■ Excerpted text:

>>>

# How many lambs per year?



## francismilker (Jan 12, 2006)

I'm relatively new to sheep. I have Katadin and Dorper hairsheep. (Dorper ram and two dorper ewes, 4 katadin ewes.) 

I've seen my ram in action lately breeding and making attempted mounts on ewes. I know the gestation is five months for sheep. My question is: How many "litters" do sheep have each year? Are the like deer and just have one? Or, do they continually rebreed after each birthing provided they are in good body condition? 

Also, do sheep generally birth their babys without help? Or, are they like first time heifers that have to be watched constantly? 

Thanks a lot for the help.


----------



## sheepish (Dec 9, 2006)

How many litters depends on the breed. Both your Dorper ram and the Katahdin and Dorper ewes can breed out of season, meaning that they are can be fertile any time of the year. Most breeds are seasonal, and have a more limited breeding season, which limits them to one crop per year.

You probably wouldn't want to allow them to breed more than once every 8 months. Even with ewes in optimal condition, it would be hard on them to lamb more often.

One concern with timing of breeding is your facility. Are you going to be able to deal with ewes in various stages of their cycle (open, pregnant, about to lamb, nursing) at the same time? It is easier to have everyone at the same stage. 

This will allow you to be more vigilant when they are due to lamb. Most ewes will lamb and adopt their lambs without any interference from you. However there are some some deliveries and some lamb starts that don't go well. You may be needed to help with the delivery or to help get the lamb nursing. That is where vigilance comes in. It is much easier if you know when the ewes were bred, so that you can watch them more closely when they are due. That is much less stressful if the whole group is due about the same time.


----------

<<<

■ Problem statement: In the sheep breeding thread above, what is the most frequent interval at which the reply suggests letting the ewes breed?

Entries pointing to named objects
>>>

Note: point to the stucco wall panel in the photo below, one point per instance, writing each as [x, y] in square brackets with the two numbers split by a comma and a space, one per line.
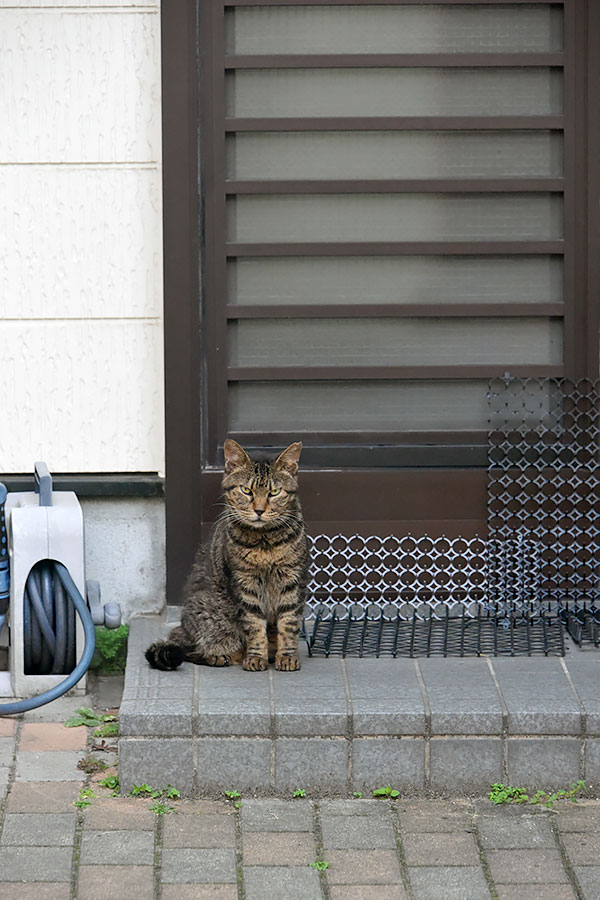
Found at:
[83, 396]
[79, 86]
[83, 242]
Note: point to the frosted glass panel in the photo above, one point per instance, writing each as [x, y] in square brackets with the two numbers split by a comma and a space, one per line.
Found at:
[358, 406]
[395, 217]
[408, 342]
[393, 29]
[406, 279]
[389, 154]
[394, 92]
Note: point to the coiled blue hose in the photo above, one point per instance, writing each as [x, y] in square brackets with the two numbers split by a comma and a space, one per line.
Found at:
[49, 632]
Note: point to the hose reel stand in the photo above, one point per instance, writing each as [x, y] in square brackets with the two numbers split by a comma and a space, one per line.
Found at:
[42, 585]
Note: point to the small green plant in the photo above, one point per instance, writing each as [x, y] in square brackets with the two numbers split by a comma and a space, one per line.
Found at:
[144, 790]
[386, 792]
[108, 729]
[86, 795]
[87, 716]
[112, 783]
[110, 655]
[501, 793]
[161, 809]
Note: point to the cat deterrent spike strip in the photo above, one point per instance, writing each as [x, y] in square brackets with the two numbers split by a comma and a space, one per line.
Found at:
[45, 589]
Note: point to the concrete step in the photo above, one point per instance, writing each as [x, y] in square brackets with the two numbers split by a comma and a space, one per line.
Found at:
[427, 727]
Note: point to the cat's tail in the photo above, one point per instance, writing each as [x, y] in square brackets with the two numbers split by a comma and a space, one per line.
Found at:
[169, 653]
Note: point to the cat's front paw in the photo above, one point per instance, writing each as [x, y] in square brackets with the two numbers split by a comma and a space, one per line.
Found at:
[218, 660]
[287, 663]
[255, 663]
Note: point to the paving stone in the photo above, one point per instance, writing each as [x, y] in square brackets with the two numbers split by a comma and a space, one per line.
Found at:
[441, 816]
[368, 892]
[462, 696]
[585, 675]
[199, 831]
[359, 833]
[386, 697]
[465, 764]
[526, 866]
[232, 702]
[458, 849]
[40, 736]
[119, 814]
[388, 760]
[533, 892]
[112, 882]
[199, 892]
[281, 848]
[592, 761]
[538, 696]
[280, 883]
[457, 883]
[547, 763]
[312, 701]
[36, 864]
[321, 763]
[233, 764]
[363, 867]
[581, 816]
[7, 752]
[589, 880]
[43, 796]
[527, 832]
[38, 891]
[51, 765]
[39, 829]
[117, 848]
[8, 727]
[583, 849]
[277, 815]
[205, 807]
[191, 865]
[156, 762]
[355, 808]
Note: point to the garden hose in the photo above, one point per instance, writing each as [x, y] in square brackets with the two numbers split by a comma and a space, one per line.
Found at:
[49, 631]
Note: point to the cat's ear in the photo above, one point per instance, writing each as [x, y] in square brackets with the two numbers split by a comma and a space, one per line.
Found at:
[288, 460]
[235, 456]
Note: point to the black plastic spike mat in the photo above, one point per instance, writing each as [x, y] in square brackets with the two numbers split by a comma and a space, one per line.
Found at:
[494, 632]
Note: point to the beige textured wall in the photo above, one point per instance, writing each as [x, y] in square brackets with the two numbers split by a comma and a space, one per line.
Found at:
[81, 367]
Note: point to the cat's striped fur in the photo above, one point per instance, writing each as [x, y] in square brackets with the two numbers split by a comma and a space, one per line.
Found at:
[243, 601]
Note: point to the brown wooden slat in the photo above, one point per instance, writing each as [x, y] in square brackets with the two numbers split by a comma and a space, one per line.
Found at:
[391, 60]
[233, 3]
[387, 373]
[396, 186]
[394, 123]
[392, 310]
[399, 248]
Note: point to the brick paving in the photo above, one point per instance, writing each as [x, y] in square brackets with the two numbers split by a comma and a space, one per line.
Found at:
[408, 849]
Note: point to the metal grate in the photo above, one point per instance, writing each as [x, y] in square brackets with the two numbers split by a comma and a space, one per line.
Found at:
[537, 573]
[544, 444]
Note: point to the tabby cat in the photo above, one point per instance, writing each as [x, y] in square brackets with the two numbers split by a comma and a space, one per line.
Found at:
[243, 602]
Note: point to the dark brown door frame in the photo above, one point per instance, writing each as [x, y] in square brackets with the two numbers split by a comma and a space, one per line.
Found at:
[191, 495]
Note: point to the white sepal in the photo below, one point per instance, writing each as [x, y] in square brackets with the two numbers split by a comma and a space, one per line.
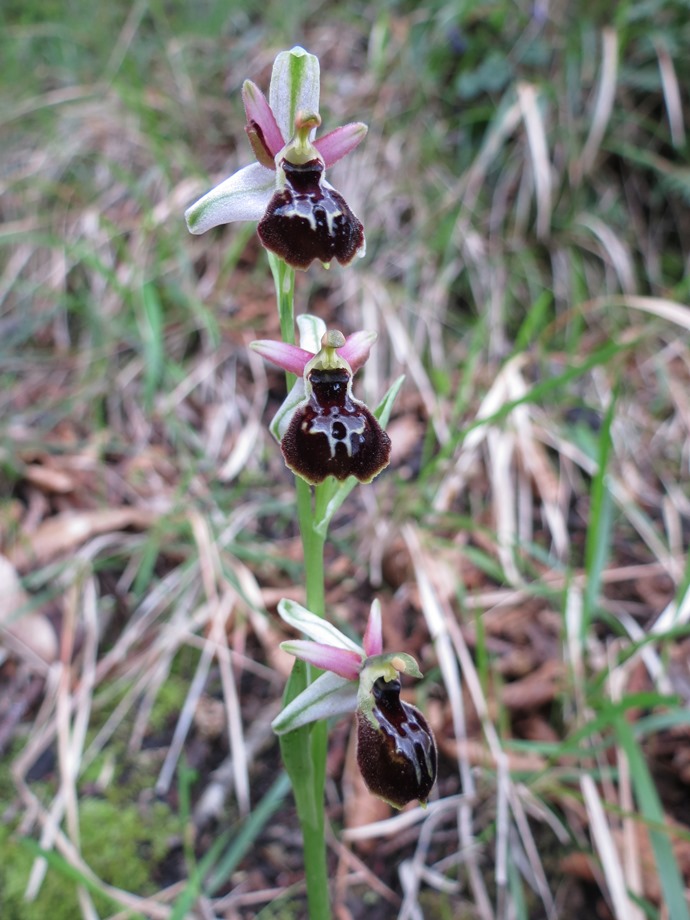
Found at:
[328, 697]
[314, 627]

<<<

■ The output: No more than once every 8 months.